Stated exercise: Start at the line containing "Identify the glass" and transcribe every line exactly through the end of the records below, and only those lines.

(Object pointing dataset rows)
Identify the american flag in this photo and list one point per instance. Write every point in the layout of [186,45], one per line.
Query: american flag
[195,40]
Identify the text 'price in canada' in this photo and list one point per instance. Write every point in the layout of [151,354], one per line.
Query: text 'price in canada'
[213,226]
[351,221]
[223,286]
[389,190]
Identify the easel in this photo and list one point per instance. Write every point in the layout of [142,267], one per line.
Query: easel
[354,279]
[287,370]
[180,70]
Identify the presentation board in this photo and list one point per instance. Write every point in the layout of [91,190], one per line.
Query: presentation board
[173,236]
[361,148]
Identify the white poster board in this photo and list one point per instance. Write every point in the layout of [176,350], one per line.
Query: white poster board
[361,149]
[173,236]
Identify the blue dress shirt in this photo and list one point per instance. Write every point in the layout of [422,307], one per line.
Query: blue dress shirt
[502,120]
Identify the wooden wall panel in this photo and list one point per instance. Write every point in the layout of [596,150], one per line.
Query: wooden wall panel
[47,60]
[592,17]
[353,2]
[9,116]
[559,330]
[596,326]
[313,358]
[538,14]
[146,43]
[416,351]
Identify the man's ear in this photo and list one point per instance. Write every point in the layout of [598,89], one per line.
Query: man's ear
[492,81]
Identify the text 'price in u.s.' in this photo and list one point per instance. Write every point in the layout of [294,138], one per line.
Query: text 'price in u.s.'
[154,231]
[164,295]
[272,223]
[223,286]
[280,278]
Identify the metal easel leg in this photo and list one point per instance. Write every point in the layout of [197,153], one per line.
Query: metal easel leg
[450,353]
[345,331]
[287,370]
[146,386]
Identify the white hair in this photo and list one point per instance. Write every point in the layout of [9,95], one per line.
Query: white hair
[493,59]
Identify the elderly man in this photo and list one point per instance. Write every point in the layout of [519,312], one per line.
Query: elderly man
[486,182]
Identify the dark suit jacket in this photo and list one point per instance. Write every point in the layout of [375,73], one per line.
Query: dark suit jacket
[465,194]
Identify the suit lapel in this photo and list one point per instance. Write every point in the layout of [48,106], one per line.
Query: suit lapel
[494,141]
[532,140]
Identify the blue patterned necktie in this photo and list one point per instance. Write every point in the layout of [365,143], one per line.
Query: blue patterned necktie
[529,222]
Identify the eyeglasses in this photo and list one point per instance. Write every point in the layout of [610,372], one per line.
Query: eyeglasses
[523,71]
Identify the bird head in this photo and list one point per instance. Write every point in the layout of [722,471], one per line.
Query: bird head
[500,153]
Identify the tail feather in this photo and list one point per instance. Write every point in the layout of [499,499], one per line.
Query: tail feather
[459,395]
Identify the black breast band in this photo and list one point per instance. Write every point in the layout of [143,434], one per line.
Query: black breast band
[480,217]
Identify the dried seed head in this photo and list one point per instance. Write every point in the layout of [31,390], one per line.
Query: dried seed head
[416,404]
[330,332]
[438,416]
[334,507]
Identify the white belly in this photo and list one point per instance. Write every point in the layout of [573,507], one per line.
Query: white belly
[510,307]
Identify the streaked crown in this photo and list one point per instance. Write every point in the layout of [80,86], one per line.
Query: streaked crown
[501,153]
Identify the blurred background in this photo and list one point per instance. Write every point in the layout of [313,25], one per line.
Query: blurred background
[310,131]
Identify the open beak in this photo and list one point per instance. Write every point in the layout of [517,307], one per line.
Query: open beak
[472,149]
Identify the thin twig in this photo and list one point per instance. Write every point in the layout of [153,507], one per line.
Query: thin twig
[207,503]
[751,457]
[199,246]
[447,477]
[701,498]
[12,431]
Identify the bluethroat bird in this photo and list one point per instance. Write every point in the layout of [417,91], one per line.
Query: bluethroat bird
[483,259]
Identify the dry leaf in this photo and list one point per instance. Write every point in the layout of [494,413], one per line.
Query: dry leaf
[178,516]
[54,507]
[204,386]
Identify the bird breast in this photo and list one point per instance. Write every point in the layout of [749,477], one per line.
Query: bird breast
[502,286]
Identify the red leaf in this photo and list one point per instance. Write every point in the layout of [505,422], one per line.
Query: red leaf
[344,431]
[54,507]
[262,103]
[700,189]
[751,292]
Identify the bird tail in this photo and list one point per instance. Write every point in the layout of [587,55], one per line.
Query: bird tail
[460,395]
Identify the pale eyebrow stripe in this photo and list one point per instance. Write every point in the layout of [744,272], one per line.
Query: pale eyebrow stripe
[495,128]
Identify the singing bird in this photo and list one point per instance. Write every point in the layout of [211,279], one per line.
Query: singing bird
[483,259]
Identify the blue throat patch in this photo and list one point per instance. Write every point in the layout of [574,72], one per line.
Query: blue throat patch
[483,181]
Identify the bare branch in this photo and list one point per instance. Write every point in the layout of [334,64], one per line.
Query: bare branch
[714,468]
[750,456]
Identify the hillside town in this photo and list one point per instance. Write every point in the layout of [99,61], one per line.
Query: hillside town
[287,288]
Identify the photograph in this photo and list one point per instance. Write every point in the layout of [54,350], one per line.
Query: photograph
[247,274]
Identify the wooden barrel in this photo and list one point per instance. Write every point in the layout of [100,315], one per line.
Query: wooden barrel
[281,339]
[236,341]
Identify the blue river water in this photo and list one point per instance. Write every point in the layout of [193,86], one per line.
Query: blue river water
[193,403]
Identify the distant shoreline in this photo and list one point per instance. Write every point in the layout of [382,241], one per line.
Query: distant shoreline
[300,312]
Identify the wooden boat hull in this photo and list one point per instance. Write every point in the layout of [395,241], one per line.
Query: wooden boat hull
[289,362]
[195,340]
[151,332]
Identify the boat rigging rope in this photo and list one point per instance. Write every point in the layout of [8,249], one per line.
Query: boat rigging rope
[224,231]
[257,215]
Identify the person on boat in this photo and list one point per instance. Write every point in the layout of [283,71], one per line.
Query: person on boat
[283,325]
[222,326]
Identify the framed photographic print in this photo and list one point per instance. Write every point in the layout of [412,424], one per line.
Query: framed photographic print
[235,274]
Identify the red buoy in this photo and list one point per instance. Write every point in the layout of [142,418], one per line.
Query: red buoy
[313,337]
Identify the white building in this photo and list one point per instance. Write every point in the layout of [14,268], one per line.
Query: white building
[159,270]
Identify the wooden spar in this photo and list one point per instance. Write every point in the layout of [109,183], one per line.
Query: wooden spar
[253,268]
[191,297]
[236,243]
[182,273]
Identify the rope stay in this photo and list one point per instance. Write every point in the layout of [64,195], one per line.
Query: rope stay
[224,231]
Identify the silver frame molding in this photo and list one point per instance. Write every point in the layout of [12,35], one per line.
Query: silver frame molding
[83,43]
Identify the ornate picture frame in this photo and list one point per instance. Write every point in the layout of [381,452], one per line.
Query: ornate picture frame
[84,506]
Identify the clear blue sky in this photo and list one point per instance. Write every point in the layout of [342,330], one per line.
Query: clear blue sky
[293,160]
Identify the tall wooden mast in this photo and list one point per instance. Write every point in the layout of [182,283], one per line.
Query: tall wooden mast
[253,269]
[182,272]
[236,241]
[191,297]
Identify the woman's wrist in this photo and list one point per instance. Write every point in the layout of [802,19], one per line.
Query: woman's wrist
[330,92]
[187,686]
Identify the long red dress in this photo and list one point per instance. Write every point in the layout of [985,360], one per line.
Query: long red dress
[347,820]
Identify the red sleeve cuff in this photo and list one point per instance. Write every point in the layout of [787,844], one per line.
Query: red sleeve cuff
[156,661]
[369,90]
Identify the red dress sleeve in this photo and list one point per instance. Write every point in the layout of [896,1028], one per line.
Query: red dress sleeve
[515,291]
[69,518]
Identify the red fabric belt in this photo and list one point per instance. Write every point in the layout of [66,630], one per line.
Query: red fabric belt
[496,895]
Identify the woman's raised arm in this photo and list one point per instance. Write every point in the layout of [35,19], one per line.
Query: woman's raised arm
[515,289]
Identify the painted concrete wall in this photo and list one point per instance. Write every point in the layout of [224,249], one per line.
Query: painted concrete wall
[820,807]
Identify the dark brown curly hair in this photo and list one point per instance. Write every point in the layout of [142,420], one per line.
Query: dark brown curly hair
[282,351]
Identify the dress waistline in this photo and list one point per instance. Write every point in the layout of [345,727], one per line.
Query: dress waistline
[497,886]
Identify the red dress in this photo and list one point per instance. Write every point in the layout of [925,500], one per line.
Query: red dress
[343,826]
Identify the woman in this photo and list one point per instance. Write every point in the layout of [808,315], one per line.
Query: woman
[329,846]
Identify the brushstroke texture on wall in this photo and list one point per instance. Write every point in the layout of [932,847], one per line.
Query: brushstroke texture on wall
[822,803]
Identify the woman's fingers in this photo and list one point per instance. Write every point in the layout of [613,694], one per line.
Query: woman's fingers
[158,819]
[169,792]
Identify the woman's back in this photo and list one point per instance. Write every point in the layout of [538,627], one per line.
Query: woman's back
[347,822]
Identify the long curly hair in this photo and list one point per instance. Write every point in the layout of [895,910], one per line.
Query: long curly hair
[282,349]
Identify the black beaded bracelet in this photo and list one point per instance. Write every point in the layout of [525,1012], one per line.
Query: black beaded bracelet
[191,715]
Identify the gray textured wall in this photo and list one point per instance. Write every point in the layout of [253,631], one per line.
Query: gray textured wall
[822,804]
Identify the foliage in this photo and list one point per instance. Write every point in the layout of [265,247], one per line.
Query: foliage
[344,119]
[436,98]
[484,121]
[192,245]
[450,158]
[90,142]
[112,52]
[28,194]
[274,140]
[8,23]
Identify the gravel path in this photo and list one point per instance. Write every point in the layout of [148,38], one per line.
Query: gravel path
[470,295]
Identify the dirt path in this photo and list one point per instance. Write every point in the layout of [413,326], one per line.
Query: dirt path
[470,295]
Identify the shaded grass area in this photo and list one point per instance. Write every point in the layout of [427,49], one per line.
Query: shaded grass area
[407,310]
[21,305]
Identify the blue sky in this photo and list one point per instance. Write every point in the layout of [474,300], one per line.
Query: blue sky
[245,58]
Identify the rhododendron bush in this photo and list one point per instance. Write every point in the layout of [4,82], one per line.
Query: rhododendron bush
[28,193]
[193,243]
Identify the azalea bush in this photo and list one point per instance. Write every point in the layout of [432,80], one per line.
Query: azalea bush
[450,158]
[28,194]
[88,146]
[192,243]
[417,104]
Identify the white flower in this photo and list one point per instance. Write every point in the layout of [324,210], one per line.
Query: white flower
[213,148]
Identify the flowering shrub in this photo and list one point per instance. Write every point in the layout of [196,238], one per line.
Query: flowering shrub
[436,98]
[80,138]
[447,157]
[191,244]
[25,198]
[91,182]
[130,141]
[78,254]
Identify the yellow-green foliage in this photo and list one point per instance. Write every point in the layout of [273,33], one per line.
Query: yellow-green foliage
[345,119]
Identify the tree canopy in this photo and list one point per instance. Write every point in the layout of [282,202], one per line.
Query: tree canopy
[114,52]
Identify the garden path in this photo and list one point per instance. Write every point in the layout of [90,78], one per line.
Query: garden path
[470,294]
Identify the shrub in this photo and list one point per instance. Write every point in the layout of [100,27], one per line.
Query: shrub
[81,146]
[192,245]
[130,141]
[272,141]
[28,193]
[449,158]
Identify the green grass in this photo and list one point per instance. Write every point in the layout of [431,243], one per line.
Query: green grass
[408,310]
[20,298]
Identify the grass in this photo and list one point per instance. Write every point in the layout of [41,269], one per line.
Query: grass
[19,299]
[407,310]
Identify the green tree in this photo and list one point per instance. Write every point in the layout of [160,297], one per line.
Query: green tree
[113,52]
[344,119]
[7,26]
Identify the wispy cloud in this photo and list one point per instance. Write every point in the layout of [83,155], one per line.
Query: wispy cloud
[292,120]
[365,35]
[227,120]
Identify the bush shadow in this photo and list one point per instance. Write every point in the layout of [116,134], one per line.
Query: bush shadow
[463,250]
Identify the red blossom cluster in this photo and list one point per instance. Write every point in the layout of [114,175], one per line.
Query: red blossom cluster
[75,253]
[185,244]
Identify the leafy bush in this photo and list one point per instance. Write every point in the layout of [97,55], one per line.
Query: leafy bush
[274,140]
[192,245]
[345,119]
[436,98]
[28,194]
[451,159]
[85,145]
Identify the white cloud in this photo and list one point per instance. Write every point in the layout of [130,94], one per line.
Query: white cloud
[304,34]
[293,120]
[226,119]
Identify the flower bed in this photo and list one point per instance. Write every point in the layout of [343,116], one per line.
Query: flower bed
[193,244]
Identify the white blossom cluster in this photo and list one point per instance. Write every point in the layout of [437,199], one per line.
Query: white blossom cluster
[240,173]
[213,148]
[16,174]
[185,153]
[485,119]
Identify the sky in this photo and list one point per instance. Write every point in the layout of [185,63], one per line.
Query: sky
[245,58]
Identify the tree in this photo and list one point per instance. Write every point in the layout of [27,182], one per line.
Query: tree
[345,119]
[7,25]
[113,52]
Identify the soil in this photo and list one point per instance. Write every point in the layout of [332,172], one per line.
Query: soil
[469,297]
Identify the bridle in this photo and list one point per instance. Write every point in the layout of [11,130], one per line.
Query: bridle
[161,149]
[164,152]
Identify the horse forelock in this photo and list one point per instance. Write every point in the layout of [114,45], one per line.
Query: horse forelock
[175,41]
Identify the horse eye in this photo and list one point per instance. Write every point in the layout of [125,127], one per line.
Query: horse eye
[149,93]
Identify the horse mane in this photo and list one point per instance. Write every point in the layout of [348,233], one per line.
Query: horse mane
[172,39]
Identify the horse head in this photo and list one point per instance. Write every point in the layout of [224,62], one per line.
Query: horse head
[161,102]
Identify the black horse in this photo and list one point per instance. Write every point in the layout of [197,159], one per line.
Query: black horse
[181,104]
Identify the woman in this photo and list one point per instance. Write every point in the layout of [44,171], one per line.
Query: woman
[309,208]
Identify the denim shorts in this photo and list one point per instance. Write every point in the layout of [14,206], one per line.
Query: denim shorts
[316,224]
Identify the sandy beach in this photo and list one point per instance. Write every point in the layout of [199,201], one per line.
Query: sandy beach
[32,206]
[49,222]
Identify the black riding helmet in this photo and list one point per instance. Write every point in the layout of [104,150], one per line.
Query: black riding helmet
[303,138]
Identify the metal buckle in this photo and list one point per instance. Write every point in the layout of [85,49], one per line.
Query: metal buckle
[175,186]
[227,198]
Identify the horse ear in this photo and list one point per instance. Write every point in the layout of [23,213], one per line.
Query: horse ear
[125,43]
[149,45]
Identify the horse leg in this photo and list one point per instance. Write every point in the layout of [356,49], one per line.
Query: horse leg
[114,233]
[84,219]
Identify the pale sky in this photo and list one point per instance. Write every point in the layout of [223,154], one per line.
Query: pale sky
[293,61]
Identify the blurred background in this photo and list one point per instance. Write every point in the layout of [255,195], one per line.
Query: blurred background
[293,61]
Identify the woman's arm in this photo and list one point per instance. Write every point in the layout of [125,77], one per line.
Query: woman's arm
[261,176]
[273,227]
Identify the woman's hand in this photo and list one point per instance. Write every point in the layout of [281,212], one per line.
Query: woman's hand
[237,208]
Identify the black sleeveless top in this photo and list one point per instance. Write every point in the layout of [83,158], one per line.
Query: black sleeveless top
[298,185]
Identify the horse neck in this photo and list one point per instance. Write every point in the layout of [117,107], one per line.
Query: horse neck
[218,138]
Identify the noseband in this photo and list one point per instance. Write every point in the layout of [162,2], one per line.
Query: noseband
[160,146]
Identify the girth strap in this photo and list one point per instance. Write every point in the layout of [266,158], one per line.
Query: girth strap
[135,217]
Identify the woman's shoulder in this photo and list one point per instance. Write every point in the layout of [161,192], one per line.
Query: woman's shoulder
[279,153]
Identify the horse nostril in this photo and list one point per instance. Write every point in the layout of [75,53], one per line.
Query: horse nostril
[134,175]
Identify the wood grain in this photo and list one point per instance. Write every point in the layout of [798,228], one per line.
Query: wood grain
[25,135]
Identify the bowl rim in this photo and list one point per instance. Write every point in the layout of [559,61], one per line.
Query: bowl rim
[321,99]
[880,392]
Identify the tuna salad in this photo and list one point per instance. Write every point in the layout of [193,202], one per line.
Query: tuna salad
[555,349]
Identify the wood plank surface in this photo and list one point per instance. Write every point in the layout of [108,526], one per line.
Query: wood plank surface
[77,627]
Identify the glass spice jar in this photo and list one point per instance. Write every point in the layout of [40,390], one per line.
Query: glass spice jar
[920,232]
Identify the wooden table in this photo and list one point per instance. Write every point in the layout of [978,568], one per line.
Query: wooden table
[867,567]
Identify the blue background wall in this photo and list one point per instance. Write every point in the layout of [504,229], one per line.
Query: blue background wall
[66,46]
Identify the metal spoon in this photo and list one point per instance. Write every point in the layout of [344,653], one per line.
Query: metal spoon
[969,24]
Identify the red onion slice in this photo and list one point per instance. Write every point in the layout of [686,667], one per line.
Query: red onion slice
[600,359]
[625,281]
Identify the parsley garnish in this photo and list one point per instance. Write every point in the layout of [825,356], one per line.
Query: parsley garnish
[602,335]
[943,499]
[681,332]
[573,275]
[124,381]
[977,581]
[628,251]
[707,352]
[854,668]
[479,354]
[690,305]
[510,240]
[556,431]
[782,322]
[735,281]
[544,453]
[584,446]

Correct response:
Identify the glass spice jar in this photo and list one point per instance. Write every point in the layout of [40,390], one per line.
Query: glass spice jar
[920,232]
Identify the wooden table in this photo and list one point per instance. Write every point in the layout of [978,568], one per line.
Query: wooden table
[867,567]
Identify the blue background wall in this photo and list one point per instance. Write every point in the layout of [504,229], one per line.
Query: blue background wall
[66,46]
Identify the metal spoon in this photo and list one point per instance. Write every point in the layout of [344,653], one per line.
Query: metal spoon
[969,24]
Identify the red onion slice in this photo and list one point per instance. Write every point in the layout of [686,667], one per line.
Query: red onion slice
[600,359]
[625,281]
Identify the parsley garnish in this photo and list one point per instance. Write every point in the layout of [825,356], one per line.
Query: parsley garnish
[602,335]
[943,499]
[681,332]
[573,275]
[124,381]
[977,581]
[628,251]
[707,352]
[854,668]
[479,354]
[690,305]
[510,240]
[556,431]
[782,322]
[735,281]
[544,453]
[584,446]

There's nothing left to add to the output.